:: Document segment ::

>>>

This is an appeal against the Judgment of the Federal High Court, Enugu, delivered on the 5th day of April 2007 in Suit No:FHC/EN/CS/56/2007: Honourable Gozie Agbakoba V. Independent National Electoral Commission (INEC) & 2 Others.

By an Amended Originating Summons the Plaintiff now Appellant claimed against the Defendants now Respondents as follows:-

“(1) A Declaration that the 1st Defendant’s statutory power to substitute a nominated candidate of a political party under Section 34 of the Electoral Act 2006, is qualified and not absolute.

(2) A declaration that the 1st Defendant has no power to substitute a nominated candidate of a political party less than 60 days to the election when the candidate is not dead.

(3) A declaration that the 1st Defendant cannot substitute a nominated candidate of a political party in the absence of cogent and verifiable reasons.

<<<

:: Data ::
>>>

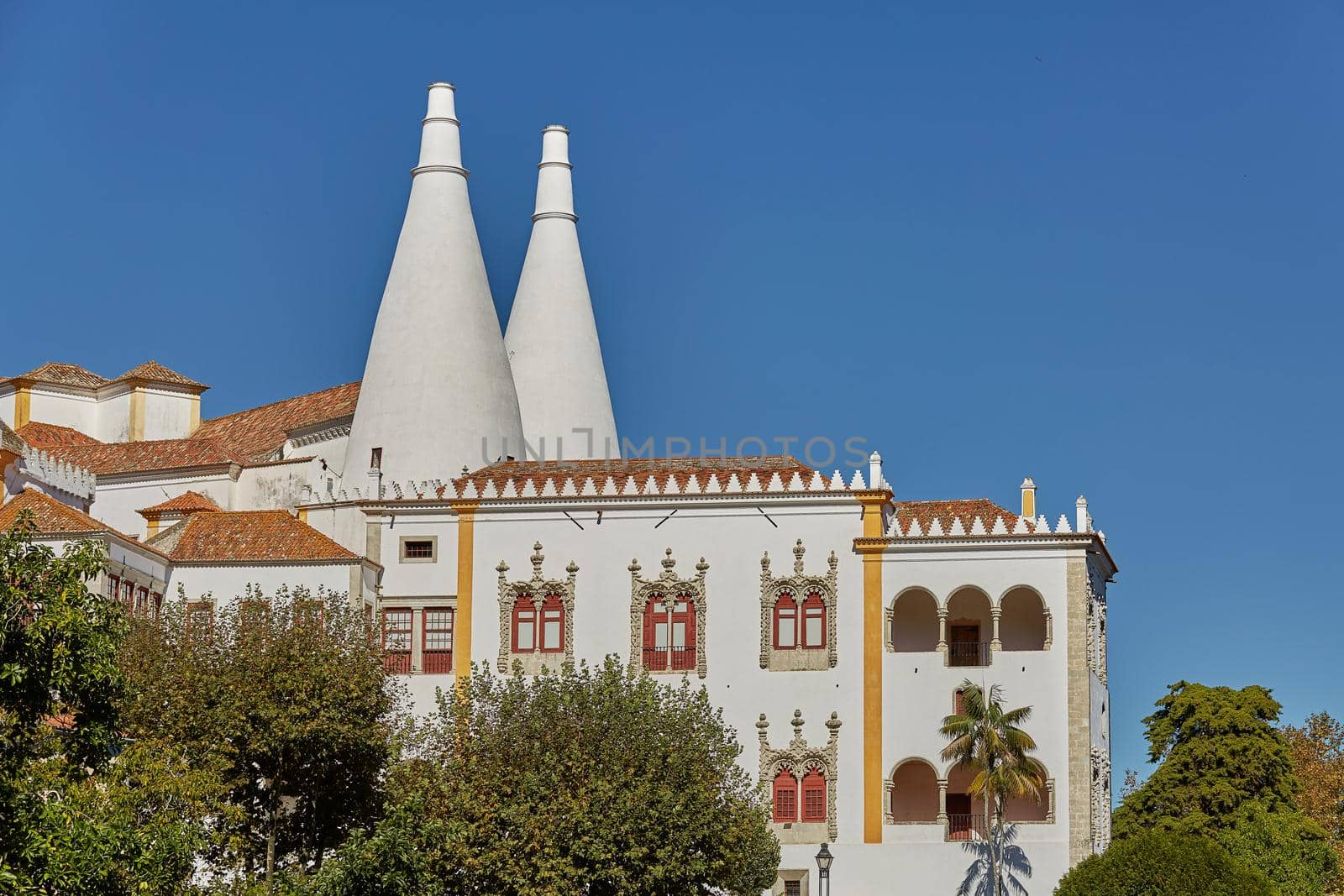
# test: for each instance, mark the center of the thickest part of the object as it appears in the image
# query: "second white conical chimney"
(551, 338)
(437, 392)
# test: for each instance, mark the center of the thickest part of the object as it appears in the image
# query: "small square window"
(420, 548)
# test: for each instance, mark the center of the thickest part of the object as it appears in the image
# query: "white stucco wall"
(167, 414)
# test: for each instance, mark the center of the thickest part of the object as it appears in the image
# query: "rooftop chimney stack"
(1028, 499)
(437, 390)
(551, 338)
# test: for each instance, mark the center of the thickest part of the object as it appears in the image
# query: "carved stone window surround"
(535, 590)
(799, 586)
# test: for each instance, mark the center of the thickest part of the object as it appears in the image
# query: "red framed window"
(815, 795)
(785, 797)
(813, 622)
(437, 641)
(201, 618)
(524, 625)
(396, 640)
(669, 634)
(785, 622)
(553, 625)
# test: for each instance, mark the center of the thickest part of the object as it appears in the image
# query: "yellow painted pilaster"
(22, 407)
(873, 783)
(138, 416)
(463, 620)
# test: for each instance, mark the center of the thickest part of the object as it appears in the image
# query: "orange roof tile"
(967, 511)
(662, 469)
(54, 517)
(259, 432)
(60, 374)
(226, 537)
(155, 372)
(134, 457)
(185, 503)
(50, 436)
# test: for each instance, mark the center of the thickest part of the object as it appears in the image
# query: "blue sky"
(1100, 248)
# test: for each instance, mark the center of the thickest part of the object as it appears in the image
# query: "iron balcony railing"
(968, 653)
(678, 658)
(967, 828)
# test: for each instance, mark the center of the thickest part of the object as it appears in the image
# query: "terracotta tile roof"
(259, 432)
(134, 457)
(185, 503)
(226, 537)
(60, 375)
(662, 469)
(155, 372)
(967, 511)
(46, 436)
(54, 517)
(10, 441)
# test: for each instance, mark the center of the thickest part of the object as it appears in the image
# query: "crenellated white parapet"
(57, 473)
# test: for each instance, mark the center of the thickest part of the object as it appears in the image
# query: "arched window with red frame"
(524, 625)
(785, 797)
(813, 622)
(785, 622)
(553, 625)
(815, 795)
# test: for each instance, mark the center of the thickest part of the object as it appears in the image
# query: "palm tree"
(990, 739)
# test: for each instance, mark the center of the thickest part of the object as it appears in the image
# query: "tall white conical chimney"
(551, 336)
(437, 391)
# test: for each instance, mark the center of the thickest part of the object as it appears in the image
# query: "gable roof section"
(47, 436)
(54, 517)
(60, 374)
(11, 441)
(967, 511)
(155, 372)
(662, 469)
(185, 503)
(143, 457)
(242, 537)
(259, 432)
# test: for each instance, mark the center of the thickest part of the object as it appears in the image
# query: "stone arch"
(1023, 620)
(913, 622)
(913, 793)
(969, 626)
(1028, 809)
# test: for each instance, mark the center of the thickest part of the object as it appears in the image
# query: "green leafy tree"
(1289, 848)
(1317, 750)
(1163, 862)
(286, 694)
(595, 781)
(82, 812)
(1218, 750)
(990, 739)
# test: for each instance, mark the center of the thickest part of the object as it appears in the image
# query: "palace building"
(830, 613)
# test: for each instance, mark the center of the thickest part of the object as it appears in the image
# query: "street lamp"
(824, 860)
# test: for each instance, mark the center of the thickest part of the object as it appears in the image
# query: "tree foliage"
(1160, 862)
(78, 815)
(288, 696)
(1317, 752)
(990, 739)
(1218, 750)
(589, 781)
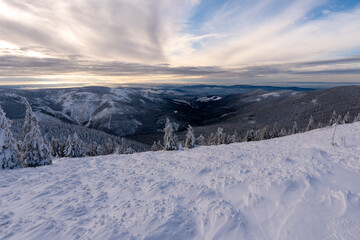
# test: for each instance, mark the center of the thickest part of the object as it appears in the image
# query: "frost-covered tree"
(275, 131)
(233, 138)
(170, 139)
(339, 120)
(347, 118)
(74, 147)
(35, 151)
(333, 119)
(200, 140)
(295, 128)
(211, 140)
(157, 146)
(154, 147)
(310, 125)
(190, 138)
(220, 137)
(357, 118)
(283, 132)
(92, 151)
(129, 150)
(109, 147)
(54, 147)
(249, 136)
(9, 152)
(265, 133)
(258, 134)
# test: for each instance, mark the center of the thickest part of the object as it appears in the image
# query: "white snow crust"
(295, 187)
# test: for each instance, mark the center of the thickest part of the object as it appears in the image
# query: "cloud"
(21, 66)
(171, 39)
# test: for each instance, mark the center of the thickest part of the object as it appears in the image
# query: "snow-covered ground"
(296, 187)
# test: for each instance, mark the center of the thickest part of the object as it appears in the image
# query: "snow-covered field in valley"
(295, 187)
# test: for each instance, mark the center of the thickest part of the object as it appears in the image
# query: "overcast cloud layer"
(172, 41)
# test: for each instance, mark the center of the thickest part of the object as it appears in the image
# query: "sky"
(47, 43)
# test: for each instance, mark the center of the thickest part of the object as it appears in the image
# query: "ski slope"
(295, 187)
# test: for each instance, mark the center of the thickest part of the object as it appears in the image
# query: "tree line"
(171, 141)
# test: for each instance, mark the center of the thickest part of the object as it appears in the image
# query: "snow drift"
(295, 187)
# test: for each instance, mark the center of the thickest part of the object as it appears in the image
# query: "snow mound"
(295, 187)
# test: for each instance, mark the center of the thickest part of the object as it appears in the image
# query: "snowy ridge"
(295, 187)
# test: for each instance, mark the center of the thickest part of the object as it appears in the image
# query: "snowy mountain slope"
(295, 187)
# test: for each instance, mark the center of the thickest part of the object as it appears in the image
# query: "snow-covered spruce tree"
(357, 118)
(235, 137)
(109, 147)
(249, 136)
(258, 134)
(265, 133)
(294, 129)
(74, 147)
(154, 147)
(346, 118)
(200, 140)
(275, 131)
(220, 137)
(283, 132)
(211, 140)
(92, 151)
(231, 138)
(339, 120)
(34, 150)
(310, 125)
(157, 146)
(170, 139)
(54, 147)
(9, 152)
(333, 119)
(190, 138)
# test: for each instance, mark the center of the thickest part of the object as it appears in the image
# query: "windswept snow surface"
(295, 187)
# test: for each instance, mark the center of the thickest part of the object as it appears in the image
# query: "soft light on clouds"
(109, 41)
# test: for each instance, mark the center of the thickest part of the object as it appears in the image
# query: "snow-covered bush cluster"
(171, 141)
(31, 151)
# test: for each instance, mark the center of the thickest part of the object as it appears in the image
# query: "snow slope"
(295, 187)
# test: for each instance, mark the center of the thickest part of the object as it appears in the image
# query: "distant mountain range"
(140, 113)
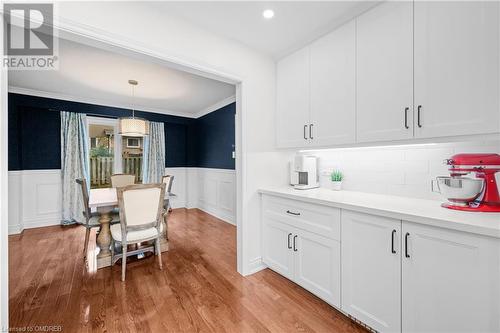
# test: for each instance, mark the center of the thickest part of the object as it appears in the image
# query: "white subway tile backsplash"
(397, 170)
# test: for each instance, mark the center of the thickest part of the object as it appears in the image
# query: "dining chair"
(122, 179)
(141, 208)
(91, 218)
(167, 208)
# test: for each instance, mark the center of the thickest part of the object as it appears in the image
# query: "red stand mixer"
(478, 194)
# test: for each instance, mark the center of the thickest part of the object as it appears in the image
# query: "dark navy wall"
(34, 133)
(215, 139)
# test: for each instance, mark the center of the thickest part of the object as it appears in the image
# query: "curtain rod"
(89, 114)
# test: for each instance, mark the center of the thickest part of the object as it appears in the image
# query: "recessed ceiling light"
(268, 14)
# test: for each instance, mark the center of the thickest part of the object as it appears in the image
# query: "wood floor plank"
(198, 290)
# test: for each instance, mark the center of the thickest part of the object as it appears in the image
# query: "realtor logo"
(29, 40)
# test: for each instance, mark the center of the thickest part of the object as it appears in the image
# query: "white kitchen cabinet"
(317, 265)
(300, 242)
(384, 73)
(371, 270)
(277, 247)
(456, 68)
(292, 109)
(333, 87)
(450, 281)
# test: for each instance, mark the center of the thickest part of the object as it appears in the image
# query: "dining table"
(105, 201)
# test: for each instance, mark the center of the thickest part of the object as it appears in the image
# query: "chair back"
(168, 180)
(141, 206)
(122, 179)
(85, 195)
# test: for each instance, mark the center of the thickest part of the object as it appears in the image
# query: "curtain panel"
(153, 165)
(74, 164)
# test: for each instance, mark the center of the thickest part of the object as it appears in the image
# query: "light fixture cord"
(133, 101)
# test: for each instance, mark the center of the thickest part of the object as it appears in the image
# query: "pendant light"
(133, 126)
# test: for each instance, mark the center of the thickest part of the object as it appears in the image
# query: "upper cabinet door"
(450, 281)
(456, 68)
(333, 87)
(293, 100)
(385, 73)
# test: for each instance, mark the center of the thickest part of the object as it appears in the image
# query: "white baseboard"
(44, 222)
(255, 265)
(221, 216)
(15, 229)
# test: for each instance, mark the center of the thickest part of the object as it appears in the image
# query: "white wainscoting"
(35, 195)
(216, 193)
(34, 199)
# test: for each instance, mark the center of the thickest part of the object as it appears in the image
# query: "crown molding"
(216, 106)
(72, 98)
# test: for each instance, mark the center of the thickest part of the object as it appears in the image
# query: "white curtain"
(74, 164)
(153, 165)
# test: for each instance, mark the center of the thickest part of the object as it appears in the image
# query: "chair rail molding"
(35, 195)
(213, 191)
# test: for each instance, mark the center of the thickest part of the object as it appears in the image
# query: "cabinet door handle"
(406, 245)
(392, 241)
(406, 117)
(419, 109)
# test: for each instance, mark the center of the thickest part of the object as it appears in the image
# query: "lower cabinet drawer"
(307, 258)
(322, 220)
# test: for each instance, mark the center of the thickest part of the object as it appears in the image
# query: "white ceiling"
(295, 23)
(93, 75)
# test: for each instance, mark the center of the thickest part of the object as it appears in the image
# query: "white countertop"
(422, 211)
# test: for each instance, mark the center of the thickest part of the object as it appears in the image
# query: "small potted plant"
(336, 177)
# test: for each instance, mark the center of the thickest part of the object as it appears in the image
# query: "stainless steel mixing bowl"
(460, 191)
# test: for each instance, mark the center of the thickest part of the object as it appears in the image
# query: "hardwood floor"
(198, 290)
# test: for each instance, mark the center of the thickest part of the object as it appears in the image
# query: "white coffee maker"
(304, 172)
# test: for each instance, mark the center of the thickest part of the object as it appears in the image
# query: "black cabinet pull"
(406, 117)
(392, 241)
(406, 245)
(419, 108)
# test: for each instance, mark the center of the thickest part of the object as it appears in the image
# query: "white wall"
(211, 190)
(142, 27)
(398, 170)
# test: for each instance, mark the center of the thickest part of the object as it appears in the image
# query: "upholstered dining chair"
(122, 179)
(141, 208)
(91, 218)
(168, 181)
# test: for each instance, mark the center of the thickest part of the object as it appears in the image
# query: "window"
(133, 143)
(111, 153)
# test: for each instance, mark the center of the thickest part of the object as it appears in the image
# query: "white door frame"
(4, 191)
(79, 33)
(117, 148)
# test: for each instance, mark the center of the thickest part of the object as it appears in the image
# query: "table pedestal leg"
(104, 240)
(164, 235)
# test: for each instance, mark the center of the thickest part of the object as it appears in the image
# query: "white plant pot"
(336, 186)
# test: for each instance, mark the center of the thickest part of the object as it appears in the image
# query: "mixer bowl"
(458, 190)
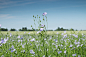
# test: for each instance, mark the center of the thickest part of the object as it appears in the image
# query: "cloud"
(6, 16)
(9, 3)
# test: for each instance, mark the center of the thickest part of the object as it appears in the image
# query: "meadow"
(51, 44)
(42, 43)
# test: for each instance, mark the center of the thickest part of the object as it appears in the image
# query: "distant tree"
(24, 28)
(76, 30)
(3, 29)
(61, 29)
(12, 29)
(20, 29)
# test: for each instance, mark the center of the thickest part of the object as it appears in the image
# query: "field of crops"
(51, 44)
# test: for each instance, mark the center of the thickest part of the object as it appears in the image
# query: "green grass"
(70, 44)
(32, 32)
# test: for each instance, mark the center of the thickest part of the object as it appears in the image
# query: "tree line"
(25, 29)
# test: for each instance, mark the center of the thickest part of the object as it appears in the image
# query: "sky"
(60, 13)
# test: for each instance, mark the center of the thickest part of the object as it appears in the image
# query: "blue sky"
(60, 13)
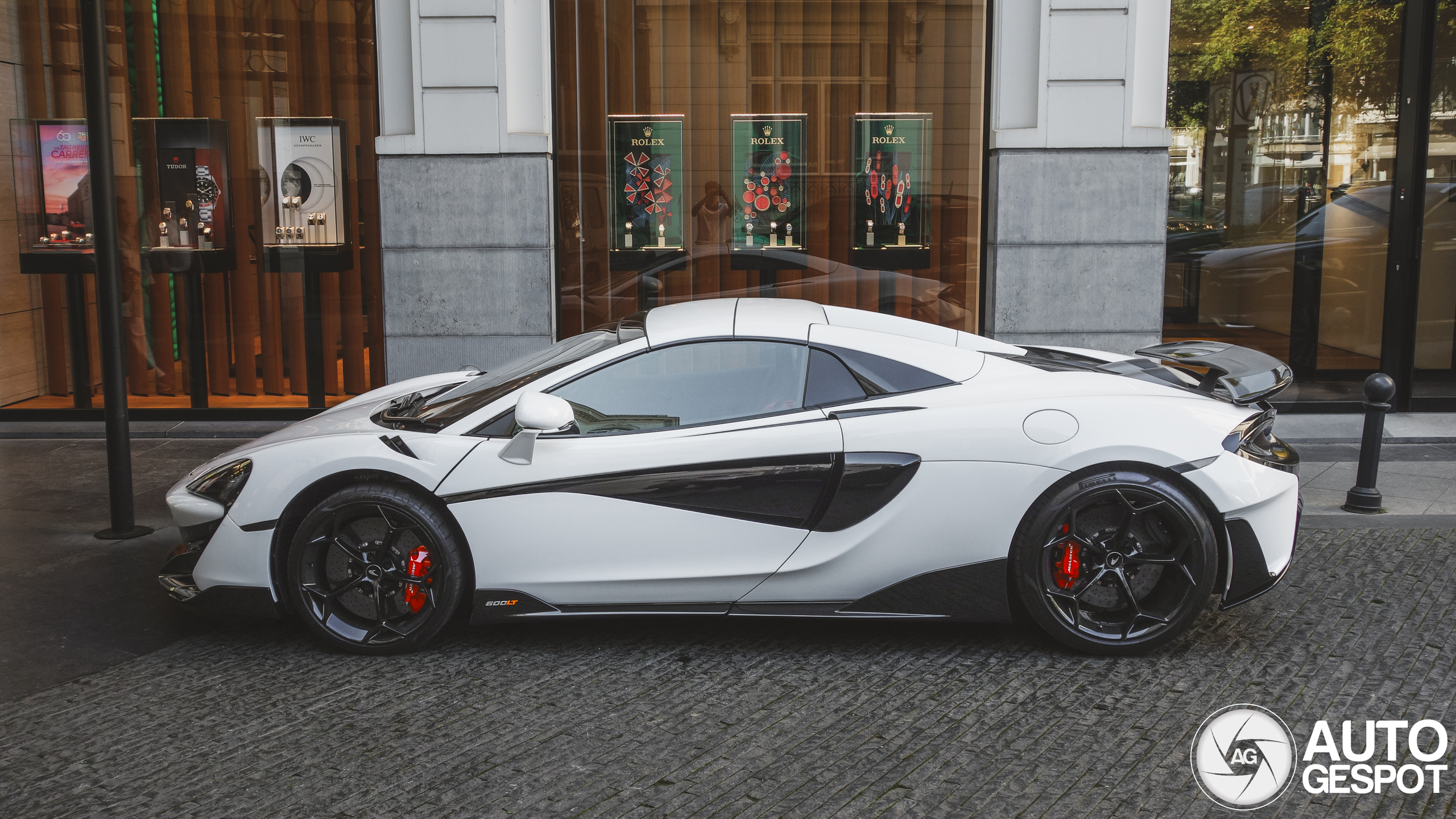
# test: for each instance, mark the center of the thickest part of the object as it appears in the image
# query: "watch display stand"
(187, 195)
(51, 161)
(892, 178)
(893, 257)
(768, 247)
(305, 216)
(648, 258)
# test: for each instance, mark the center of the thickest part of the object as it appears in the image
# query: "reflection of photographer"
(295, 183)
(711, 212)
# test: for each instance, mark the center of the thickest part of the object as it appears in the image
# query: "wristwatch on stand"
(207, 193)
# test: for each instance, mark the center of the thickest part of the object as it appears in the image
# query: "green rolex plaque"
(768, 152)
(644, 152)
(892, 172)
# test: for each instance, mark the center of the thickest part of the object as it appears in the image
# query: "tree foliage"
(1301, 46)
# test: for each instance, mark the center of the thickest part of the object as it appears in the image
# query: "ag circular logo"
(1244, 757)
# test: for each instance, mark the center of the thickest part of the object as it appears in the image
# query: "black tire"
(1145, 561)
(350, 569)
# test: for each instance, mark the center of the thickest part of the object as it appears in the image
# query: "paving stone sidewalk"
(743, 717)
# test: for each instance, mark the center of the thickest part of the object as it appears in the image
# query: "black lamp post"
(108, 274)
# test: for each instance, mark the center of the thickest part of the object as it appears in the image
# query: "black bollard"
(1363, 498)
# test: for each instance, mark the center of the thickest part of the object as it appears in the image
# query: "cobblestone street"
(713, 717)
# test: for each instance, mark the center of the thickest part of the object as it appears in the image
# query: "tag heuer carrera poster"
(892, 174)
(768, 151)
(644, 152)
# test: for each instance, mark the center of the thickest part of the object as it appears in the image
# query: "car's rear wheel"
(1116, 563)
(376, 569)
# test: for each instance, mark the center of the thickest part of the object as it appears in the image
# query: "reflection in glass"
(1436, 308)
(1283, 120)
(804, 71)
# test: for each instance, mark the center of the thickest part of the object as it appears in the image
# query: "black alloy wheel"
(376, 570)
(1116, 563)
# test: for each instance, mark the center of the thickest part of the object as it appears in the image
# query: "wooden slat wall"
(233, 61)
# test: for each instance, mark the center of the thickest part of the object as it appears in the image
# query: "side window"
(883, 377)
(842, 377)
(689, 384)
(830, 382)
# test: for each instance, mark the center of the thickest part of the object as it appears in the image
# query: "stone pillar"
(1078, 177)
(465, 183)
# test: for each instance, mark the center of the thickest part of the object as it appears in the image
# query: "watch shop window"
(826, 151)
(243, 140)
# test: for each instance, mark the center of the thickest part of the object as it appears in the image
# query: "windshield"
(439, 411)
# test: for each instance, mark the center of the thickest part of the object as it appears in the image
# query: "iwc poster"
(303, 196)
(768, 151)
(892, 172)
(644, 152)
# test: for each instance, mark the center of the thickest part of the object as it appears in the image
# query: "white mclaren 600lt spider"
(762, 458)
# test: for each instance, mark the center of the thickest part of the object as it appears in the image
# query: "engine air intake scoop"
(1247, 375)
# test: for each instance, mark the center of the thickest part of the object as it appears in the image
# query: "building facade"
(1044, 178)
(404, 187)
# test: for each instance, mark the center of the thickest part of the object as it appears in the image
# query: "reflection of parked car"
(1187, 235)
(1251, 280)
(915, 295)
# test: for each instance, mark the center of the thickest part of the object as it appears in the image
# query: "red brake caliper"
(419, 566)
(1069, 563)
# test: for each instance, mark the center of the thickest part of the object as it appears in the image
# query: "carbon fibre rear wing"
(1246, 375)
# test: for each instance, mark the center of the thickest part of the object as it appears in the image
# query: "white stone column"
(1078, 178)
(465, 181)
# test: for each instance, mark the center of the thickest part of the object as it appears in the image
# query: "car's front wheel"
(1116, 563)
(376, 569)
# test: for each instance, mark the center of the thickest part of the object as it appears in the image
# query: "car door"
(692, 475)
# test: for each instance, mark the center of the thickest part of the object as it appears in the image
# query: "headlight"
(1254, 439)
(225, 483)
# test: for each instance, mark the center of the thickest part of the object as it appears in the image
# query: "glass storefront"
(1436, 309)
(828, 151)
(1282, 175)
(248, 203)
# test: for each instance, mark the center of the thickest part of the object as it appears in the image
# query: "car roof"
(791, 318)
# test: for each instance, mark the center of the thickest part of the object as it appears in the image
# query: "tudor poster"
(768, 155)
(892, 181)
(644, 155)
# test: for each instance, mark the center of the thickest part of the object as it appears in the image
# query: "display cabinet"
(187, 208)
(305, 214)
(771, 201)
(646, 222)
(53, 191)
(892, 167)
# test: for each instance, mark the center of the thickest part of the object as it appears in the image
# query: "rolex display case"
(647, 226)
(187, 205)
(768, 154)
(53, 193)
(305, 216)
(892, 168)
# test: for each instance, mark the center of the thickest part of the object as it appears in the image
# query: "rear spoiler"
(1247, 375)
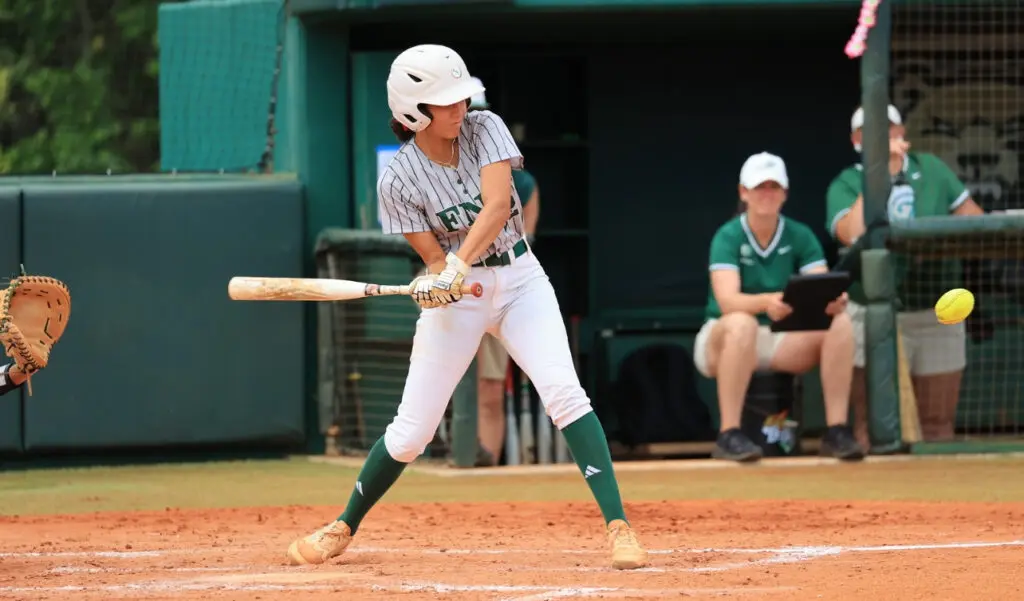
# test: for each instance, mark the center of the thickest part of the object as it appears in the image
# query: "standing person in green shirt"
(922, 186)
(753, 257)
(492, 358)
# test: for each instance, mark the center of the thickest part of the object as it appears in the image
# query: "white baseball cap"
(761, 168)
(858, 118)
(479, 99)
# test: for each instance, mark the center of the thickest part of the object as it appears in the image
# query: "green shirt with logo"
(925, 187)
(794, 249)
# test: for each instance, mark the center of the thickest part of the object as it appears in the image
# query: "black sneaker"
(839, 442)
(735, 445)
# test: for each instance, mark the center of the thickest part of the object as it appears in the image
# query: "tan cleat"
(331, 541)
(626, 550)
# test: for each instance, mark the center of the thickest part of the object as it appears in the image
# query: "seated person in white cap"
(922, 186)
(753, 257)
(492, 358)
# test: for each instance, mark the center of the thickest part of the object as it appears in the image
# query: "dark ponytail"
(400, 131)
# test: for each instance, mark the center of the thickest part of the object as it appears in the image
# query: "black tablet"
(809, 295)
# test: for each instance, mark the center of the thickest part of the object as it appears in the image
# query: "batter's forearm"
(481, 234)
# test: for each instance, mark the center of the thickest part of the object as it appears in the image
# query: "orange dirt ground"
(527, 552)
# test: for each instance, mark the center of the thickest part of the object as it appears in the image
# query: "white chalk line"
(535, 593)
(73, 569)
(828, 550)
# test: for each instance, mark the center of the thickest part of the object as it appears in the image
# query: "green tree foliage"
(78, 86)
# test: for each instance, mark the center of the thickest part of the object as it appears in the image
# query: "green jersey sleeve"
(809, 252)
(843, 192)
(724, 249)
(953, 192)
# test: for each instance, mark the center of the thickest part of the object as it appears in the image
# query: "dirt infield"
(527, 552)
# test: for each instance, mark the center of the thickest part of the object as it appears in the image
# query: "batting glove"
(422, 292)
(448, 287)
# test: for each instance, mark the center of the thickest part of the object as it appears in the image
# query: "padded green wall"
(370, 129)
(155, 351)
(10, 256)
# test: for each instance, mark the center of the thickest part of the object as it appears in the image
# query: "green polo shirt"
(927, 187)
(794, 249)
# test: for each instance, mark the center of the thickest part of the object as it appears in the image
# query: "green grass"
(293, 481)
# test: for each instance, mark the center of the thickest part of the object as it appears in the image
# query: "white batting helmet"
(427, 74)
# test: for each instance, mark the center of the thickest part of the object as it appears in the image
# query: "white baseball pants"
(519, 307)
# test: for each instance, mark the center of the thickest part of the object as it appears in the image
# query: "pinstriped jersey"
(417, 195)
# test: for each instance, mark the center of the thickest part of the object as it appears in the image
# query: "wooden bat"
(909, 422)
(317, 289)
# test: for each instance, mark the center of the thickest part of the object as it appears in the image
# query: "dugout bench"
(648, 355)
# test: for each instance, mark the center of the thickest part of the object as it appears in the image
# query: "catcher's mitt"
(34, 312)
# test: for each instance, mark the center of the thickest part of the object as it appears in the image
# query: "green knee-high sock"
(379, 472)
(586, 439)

<<<

Echo the judgment excerpt above, everything from "This is an appeal" down to "and verifiable reasons.".

This is an appeal against the Judgment of the Federal High Court, Enugu, delivered on the 5th day of April 2007 in Suit No:FHC/EN/CS/56/2007: Honourable Gozie Agbakoba V. Independent National Electoral Commission (INEC) & 2 Others.

By an Amended Originating Summons the Plaintiff now Appellant claimed against the Defendants now Respondents as follows:-

“(1) A Declaration that the 1st Defendant’s statutory power to substitute a nominated candidate of a political party under Section 34 of the Electoral Act 2006, is qualified and not absolute.

(2) A declaration that the 1st Defendant has no power to substitute a nominated candidate of a political party less than 60 days to the election when the candidate is not dead.

(3) A declaration that the 1st Defendant cannot substitute a nominated candidate of a political party in the absence of cogent and verifiable reasons.